> WHAT IS ASKED:
Starting with the line that contains "TARGET = white house wall" and going on through the end of the items, write out every line again, requests included. Scale each coordinate in the answers by 1.25 and round to whole numbers, with halves going up.

____ DATA SHOWN

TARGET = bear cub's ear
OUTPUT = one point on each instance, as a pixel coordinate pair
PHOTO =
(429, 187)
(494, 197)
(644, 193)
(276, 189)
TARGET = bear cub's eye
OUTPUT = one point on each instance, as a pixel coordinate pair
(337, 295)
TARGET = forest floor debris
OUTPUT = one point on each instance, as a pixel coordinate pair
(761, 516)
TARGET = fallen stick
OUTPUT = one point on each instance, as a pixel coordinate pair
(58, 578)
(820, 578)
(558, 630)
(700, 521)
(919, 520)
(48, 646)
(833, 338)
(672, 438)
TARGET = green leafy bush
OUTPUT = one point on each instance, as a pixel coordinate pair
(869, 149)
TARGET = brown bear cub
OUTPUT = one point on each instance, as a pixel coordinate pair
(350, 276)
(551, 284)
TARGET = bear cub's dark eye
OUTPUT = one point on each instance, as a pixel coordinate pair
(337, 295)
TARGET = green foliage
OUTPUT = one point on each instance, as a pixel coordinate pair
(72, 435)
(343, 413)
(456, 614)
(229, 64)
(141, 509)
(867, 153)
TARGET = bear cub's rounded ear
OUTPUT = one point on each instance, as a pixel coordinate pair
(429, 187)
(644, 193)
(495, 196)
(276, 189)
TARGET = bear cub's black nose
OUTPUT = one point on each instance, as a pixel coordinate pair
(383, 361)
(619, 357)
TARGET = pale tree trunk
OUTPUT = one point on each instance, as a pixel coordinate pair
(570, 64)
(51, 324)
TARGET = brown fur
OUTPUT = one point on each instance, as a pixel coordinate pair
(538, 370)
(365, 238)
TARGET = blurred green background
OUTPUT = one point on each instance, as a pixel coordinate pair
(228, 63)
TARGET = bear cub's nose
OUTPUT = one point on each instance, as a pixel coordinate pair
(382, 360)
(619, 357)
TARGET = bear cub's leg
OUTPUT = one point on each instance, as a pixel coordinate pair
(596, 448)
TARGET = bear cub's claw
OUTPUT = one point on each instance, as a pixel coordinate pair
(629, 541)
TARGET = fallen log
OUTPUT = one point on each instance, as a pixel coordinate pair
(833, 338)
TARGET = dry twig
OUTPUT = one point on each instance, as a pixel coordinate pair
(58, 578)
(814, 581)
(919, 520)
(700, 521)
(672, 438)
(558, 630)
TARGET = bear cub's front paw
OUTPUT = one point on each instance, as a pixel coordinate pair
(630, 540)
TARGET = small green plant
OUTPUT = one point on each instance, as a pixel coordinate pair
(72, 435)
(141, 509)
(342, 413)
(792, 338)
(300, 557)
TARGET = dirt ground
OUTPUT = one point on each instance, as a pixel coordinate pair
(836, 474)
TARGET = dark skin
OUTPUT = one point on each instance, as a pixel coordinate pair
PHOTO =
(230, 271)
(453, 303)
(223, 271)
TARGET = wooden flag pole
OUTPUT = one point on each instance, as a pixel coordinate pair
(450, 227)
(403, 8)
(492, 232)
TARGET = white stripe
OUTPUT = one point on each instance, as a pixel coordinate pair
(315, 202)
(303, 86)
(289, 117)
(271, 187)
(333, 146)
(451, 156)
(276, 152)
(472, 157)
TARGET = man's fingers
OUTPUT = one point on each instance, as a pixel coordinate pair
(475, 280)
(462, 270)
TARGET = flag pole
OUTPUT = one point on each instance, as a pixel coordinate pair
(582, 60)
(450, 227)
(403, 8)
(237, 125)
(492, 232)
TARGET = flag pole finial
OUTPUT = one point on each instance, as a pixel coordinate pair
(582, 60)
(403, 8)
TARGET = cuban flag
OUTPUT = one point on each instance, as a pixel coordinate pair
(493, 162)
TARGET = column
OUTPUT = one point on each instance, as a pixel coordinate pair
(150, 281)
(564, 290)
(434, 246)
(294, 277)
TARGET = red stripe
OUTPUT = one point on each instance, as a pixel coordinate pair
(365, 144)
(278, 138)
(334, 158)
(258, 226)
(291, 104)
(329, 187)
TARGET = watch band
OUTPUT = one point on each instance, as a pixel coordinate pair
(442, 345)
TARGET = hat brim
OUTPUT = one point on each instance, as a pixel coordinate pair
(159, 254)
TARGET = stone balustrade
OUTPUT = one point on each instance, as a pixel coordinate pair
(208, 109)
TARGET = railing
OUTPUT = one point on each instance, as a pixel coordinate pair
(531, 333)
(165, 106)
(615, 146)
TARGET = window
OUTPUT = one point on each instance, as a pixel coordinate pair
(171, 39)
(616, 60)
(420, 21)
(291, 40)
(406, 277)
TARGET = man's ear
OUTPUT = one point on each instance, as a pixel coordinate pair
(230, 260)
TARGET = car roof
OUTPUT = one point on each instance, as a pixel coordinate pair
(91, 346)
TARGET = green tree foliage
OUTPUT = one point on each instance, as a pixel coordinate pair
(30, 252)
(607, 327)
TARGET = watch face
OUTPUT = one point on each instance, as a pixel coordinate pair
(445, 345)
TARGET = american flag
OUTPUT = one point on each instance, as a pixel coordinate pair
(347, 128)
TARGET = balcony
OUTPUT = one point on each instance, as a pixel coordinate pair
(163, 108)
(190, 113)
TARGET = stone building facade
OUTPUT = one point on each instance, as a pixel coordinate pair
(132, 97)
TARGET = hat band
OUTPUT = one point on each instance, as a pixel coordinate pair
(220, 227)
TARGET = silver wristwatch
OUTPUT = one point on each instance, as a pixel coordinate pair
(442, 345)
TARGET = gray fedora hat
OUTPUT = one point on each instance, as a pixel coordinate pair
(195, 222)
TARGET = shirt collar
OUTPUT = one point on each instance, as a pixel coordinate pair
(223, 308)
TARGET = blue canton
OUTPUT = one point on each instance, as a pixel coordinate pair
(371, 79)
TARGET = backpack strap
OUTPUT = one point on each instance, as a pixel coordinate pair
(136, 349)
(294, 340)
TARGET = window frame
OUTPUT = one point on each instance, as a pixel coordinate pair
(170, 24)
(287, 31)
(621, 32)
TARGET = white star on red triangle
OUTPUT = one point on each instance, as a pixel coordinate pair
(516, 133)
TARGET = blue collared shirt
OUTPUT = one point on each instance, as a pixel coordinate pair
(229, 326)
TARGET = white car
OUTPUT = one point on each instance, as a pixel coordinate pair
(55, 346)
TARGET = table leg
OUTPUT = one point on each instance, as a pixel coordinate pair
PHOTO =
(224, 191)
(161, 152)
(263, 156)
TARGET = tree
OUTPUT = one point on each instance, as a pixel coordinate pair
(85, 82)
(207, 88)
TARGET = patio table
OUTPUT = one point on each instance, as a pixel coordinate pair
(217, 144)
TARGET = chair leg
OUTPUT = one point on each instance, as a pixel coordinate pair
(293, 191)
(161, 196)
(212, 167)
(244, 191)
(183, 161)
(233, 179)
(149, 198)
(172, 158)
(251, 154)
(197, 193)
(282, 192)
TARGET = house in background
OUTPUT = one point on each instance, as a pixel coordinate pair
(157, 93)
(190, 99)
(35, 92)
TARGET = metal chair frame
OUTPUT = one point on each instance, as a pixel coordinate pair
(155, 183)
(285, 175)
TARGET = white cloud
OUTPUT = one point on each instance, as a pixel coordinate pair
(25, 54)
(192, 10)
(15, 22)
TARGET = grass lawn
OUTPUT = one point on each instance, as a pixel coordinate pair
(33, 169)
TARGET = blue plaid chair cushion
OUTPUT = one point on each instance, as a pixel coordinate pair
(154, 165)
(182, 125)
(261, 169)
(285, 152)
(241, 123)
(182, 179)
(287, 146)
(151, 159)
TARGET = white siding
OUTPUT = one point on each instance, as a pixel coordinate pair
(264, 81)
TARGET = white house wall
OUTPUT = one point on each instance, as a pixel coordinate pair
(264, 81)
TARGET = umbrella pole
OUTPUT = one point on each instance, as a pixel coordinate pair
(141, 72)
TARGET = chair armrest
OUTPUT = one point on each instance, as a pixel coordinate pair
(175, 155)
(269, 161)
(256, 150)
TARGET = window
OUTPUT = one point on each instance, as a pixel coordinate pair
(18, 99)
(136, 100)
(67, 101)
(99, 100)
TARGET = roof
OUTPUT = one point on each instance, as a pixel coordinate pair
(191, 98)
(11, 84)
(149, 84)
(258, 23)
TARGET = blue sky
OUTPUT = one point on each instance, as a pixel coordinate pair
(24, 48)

________

> EXERCISE ANSWER:
TARGET = white house wall
OUTPUT = one point on each instance, as a pixel coordinate pair
(330, 101)
TARGET = umbrella pole
OUTPUT = one point on each instance, as a pixel coordinate pair
(176, 90)
TARGET = chair armrest
OUTPUT = one point on each instance, as a pixel coordinate pair
(219, 194)
(336, 201)
(320, 188)
TARGET = window
OUTPUT = one point on each instance, as a pixel coordinate pair
(23, 124)
(170, 125)
(84, 126)
(124, 125)
TARGET = roof
OUTPUT = one point on each instance, as a pixel coordinate pair
(239, 123)
(14, 105)
(186, 105)
(323, 29)
TARGET = blue sky
OUTPUT = one point on each instance, as a pixel coordinate pair
(30, 60)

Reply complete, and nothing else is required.